Data extracts:
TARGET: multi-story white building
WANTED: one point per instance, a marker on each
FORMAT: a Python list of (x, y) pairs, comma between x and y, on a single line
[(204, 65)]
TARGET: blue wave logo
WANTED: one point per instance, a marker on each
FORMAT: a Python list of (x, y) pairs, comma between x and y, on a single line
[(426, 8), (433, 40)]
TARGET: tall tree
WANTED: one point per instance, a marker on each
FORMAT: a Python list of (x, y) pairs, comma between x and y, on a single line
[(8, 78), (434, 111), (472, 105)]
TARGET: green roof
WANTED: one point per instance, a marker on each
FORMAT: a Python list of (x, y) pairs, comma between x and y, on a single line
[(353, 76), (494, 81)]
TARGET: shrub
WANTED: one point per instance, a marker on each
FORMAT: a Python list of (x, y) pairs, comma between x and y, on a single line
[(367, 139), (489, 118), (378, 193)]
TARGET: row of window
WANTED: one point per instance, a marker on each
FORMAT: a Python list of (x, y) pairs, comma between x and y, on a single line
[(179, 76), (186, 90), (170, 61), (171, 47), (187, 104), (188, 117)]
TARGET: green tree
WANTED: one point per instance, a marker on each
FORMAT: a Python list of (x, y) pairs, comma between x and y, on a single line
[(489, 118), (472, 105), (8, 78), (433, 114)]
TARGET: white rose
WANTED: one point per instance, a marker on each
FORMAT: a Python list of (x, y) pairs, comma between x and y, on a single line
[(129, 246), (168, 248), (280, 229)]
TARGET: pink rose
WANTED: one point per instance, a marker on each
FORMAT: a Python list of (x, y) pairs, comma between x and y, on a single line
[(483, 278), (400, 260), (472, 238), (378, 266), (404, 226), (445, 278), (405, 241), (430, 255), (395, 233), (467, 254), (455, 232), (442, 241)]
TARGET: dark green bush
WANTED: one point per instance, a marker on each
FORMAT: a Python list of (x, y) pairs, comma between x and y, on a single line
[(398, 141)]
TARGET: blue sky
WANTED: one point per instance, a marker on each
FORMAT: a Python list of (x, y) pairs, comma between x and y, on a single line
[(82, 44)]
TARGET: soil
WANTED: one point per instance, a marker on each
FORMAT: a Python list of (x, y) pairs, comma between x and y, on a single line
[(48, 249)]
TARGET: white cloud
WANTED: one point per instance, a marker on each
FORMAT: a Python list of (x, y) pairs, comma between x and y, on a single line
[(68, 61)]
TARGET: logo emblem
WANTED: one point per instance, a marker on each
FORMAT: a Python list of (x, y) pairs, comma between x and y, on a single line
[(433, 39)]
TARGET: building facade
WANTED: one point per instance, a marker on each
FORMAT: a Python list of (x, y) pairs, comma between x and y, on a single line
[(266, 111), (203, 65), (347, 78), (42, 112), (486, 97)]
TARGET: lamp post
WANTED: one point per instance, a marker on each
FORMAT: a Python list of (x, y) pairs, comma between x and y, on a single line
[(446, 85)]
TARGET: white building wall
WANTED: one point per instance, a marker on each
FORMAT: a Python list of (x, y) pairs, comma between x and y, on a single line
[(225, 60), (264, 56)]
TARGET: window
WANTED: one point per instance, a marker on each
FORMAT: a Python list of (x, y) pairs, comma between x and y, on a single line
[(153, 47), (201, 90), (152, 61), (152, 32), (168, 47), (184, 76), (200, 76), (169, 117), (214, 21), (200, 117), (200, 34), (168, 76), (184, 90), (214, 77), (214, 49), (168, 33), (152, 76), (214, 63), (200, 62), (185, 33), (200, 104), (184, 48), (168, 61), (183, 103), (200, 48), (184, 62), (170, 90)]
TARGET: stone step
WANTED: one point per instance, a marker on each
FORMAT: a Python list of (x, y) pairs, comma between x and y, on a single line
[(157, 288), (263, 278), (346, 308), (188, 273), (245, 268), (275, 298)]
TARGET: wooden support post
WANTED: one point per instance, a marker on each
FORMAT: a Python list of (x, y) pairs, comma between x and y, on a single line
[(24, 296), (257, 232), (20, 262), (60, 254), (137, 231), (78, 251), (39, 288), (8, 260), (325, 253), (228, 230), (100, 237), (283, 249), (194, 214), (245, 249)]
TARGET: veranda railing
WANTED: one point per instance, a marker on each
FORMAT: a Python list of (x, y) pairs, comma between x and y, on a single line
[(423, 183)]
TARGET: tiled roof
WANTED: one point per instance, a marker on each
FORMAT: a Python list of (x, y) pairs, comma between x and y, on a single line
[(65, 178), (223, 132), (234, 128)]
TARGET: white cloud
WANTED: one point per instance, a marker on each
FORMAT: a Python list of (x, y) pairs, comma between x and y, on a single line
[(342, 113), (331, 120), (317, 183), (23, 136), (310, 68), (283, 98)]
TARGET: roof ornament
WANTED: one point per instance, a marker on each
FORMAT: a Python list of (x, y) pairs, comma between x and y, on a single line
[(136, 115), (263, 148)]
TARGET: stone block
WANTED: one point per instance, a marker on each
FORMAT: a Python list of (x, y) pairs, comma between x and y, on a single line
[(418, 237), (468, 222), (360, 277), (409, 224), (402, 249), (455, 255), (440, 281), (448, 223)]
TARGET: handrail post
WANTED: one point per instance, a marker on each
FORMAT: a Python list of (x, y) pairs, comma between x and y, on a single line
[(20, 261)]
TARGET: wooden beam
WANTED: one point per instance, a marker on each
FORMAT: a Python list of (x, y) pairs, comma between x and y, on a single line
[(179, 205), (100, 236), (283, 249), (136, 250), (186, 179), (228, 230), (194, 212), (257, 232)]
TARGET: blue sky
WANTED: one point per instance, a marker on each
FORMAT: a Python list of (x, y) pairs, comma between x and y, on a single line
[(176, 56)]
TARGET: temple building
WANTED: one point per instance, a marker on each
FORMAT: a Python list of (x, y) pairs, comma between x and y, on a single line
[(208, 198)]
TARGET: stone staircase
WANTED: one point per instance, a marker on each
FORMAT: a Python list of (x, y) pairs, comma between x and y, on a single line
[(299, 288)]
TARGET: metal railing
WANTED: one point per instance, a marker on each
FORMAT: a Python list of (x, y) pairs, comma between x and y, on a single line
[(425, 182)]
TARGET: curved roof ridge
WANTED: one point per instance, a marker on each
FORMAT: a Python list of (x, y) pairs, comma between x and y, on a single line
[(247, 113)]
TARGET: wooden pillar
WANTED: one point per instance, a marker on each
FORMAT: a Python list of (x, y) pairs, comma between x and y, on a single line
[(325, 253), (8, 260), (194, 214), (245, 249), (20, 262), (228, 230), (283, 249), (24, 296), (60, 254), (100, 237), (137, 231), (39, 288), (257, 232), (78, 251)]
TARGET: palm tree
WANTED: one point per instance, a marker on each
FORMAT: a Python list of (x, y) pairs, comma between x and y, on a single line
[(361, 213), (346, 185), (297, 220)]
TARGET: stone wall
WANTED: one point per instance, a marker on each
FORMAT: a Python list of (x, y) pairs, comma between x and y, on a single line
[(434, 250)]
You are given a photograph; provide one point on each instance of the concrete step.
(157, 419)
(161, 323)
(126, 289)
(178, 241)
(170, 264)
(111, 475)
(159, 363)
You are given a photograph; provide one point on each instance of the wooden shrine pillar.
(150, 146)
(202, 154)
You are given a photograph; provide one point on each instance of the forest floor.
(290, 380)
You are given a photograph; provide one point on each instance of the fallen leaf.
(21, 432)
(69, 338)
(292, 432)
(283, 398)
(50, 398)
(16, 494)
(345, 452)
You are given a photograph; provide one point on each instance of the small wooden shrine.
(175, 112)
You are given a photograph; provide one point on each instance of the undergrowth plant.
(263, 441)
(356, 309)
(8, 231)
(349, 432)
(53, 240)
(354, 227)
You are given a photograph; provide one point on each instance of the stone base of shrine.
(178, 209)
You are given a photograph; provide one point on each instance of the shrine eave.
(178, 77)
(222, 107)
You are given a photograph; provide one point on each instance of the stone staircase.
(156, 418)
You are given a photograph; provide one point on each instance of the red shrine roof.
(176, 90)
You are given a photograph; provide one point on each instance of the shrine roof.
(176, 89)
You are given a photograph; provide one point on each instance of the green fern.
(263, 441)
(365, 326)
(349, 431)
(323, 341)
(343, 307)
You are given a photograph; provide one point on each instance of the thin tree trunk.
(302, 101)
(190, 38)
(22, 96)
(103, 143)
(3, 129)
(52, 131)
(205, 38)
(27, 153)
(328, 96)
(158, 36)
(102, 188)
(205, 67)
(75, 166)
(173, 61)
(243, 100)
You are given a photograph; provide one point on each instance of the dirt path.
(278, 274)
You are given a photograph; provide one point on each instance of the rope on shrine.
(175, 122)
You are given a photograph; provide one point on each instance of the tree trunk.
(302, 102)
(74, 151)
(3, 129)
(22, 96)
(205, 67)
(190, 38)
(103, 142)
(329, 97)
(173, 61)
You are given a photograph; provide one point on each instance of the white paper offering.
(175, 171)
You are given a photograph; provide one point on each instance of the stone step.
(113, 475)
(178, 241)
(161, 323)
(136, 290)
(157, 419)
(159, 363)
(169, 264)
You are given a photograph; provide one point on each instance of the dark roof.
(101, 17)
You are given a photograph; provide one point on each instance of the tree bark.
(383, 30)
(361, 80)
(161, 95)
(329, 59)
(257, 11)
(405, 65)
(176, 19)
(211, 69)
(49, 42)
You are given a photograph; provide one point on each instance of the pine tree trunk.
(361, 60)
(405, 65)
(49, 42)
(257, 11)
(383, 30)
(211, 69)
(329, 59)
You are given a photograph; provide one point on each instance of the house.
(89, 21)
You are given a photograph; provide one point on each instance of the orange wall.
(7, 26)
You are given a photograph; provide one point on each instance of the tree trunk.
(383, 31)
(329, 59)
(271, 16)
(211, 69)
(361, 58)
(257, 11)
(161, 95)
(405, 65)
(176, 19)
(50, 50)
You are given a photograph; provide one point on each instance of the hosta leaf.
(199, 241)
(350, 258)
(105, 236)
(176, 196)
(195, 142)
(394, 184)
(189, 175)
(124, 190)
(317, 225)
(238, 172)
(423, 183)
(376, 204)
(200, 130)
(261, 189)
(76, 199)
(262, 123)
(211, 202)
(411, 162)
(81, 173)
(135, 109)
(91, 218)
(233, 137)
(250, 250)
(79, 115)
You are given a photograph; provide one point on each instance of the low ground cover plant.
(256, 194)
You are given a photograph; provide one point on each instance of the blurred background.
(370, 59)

Instructions for the task: The line containing "TARGET: tall tree" marks the end. Please print exactly every line from the top of the data to it, both included, and nothing more.

Your response:
TARGET: multi-story white building
WANTED: one point per instance, a marker on each
FORMAT: a Python list of (x, y) pairs, comma between x and y, on a single line
[(204, 65)]
TARGET: blue wave logo
WANTED: one point per instance, a marker on each
FORMAT: a Python list of (x, y) pairs, comma between x and y, on a single line
[(426, 8), (433, 40)]
TARGET: tall tree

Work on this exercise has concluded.